#### EXERCISE DATA

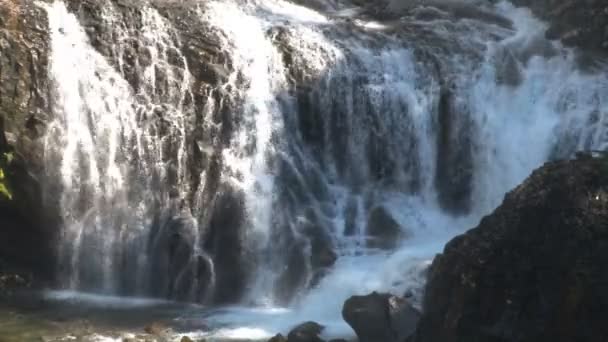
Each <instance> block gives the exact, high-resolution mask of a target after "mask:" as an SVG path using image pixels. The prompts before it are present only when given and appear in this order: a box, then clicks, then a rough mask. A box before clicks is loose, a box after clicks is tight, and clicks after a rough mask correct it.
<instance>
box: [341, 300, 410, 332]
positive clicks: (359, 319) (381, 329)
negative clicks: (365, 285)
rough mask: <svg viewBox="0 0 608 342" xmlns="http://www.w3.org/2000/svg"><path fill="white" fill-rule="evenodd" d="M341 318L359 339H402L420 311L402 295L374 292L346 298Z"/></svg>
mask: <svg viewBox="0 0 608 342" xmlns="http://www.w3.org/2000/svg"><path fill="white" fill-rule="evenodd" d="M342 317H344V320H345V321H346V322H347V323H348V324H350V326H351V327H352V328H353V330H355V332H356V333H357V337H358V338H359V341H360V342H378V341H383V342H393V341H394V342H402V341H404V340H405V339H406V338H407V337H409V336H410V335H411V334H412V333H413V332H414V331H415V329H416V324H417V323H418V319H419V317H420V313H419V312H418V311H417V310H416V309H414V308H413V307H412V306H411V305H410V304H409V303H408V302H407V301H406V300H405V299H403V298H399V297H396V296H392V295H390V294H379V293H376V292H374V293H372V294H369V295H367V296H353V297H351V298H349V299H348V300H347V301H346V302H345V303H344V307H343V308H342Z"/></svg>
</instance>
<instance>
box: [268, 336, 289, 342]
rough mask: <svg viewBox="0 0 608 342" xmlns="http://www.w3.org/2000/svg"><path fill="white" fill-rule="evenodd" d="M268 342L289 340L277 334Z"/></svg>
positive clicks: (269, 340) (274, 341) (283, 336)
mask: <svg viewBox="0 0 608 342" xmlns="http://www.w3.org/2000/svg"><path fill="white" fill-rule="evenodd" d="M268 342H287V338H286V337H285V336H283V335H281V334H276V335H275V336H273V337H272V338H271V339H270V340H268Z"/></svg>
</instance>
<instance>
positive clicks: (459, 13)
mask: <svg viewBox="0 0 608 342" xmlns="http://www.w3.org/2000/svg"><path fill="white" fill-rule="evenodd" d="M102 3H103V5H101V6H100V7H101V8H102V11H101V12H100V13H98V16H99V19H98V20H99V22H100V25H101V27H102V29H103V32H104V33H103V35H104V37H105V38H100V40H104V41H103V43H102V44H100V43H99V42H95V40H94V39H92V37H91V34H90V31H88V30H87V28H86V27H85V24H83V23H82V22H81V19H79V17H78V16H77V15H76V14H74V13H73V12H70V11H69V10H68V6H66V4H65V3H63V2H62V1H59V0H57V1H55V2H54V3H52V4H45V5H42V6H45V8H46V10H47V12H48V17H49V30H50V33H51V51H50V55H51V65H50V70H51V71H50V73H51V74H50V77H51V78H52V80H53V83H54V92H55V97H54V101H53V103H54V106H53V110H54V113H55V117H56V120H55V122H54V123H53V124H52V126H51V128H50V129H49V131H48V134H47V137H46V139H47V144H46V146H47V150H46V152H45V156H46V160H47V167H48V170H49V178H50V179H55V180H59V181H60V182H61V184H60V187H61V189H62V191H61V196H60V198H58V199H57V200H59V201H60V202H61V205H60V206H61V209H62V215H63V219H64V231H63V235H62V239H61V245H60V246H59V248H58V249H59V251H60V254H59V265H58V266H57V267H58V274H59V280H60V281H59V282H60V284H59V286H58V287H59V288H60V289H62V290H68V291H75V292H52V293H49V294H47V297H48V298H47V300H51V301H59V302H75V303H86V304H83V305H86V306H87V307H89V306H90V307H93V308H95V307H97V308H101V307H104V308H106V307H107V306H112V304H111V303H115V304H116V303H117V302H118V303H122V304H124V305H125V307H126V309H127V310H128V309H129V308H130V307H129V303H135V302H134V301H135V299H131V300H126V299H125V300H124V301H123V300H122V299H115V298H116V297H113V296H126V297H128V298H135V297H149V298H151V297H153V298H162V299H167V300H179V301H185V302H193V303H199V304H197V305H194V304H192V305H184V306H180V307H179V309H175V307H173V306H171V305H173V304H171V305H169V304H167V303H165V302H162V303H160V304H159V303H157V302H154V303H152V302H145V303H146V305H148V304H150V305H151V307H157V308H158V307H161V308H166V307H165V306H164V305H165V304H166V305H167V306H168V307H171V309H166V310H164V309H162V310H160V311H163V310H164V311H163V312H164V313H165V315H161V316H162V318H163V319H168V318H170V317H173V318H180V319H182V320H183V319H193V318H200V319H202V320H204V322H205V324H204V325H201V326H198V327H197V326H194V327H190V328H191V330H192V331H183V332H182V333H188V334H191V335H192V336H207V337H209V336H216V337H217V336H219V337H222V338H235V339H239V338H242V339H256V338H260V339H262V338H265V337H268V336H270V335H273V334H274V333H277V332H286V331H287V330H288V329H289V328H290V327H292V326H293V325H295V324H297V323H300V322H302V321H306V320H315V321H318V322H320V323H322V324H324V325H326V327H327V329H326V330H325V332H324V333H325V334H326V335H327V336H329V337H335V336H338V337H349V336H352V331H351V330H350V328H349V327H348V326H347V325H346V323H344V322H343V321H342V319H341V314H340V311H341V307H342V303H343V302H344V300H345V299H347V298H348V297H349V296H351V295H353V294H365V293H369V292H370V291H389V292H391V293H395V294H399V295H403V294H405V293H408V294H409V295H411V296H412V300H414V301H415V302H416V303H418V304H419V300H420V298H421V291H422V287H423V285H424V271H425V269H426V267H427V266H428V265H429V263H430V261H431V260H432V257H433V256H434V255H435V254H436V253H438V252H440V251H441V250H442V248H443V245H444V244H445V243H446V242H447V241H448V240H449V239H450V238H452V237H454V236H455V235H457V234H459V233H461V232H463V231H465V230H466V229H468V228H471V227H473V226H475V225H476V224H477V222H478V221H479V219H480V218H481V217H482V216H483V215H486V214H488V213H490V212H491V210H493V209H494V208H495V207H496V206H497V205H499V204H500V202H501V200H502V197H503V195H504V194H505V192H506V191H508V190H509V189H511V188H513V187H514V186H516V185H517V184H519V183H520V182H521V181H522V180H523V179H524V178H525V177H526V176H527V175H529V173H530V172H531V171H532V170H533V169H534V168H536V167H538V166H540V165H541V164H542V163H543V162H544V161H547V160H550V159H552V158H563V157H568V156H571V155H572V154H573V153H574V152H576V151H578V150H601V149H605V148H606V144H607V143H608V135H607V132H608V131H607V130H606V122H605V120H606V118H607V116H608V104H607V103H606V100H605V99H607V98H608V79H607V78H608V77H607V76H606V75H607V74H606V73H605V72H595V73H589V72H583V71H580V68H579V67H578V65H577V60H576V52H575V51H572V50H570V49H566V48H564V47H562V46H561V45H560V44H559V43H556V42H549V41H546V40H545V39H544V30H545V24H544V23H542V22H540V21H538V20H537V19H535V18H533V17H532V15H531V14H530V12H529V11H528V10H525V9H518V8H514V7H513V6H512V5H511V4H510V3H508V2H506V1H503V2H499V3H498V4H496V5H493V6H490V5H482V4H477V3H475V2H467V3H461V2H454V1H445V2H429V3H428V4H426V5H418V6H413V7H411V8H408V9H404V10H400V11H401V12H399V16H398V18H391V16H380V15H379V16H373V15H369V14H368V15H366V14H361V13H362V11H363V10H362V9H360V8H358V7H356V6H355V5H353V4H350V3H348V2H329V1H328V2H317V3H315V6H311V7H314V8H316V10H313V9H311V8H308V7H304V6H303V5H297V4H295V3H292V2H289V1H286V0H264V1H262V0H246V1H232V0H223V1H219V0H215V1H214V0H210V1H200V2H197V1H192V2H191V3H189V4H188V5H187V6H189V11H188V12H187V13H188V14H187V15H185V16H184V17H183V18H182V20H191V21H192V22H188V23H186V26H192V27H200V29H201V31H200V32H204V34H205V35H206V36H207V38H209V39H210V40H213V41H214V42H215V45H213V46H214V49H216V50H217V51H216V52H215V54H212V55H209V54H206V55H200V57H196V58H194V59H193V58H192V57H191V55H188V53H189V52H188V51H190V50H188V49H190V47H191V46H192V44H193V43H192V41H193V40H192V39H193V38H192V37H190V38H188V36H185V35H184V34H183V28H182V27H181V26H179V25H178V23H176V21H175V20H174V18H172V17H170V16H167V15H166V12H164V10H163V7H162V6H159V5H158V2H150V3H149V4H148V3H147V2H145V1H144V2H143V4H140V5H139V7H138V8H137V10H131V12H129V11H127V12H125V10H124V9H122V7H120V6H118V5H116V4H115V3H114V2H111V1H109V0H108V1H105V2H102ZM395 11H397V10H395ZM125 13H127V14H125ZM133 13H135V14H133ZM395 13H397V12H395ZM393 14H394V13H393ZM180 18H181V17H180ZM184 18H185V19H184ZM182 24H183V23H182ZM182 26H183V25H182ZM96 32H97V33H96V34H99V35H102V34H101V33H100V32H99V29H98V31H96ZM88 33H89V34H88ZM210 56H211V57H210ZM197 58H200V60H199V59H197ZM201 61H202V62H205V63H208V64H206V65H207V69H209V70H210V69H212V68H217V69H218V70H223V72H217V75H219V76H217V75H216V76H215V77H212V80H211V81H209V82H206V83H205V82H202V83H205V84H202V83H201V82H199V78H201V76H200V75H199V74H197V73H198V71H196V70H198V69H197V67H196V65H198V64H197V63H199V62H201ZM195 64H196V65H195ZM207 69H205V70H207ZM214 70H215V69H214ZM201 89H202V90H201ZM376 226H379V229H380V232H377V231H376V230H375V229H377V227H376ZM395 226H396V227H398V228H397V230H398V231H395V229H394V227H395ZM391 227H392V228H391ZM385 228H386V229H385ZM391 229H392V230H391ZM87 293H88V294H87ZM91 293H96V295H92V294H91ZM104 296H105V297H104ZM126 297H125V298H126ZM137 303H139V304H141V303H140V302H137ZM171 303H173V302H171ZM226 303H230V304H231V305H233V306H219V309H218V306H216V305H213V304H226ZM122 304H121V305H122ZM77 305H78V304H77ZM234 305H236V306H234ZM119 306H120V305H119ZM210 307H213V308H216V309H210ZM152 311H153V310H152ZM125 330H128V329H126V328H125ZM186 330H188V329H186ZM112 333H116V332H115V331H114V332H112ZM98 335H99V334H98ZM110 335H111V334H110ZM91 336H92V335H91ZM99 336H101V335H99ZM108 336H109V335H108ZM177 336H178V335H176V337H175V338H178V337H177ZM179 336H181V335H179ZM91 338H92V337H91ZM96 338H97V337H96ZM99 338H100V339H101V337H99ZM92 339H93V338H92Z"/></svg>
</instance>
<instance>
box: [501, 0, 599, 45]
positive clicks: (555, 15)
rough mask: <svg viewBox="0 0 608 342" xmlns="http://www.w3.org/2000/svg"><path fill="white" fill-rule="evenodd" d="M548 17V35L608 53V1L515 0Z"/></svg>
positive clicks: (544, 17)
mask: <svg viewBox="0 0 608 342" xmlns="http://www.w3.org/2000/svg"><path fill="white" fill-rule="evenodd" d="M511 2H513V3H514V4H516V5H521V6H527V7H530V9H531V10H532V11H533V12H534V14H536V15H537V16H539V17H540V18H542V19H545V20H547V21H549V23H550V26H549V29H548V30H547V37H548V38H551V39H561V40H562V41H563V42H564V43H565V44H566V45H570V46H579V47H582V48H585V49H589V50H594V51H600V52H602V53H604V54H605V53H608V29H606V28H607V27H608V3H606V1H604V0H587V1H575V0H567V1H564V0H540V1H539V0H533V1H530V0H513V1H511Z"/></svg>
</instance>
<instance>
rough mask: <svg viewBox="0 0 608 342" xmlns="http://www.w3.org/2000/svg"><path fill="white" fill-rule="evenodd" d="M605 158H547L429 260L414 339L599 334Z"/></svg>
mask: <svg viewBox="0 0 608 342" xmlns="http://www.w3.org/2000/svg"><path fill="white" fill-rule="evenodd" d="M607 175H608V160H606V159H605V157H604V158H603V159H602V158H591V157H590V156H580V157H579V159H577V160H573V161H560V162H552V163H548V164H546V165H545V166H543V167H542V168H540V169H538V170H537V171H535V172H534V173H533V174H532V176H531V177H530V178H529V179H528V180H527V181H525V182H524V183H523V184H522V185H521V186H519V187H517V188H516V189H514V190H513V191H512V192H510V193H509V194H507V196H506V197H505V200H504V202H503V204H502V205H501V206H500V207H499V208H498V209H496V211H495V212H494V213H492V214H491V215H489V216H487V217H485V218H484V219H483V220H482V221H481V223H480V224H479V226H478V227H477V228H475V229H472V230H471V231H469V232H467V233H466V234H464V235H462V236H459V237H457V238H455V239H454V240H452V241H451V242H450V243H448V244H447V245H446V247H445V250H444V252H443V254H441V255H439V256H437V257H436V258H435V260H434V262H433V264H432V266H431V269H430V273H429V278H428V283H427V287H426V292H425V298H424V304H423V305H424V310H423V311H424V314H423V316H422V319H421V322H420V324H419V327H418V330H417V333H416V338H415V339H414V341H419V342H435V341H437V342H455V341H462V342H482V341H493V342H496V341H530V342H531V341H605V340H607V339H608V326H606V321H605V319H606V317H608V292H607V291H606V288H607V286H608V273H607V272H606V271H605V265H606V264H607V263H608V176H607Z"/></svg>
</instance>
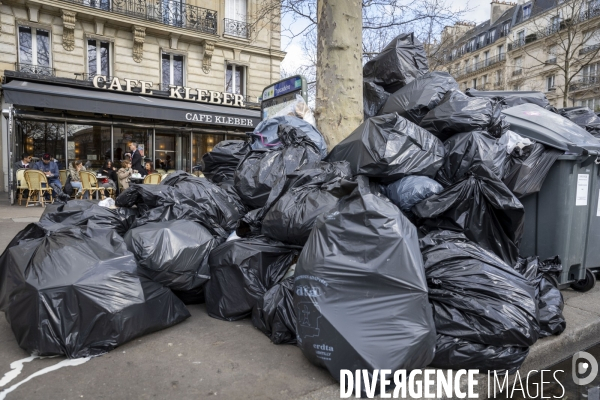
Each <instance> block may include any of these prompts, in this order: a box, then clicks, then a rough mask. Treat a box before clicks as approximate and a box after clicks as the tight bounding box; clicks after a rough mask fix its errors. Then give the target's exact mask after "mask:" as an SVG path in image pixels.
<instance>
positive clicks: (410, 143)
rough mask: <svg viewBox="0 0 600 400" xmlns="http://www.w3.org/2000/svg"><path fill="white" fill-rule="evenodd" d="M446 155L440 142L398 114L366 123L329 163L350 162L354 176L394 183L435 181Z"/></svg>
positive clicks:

########

PROBLEM DESCRIPTION - Without the pictures, write out the lines from the beginning of the entries through the line with "negative clicks: (365, 285)".

ANSWER FOR THE TASK -
Each <instance> block gives the exact, high-resolution mask of a target after "mask:" as an SVG path using image pixels. The prompts before it are present only when given and appear in this order: a box, then clicks, then a rough mask. A box before clicks is loose, a box after clicks is tight, and clicks after a rough mask correct it.
<instance>
box: [341, 300, 410, 332]
positive clicks: (359, 319) (381, 329)
negative clicks: (365, 285)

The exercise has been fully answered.